(Position annotation records)
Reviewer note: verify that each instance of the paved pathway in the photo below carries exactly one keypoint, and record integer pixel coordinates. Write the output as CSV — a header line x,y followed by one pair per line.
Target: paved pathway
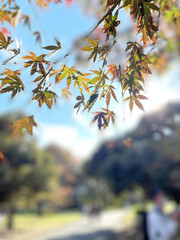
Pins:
x,y
104,227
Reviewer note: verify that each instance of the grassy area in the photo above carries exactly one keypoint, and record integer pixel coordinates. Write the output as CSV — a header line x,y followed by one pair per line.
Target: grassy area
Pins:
x,y
25,222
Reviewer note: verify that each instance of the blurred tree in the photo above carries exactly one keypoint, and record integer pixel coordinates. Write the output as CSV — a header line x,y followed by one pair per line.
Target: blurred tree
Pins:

- [What you need to do]
Please format all of the data above as a JSON list of strings with one string per line, skipping blank lines and leaving the pictures out.

- [Solution to the exercise]
[
  "Reviewer note: verify that each instance of the paved pathway in the photo below carries exactly one keypoint, and record integer pixel coordinates. Write the output as CSV — a header line x,y followed by one pair per line.",
  "Target: paved pathway",
  "Pins:",
  "x,y",
  "104,227",
  "Reviewer note: verify that each instance of the grassy area in the photo above carries exactly one keypoint, and record integer pixel coordinates. Write the output as CSV — a header line x,y followed by one pair per line.",
  "Target: grassy area",
  "Pins:",
  "x,y",
  "25,222",
  "Reviewer note: verify that each instance of the blurred tree in the photo above carries exactly one keypoint, and record integer pixel coordinates. Write the output as CSV — a header line x,y followed by one pair per line.",
  "Target: blurred tree",
  "Pins:"
]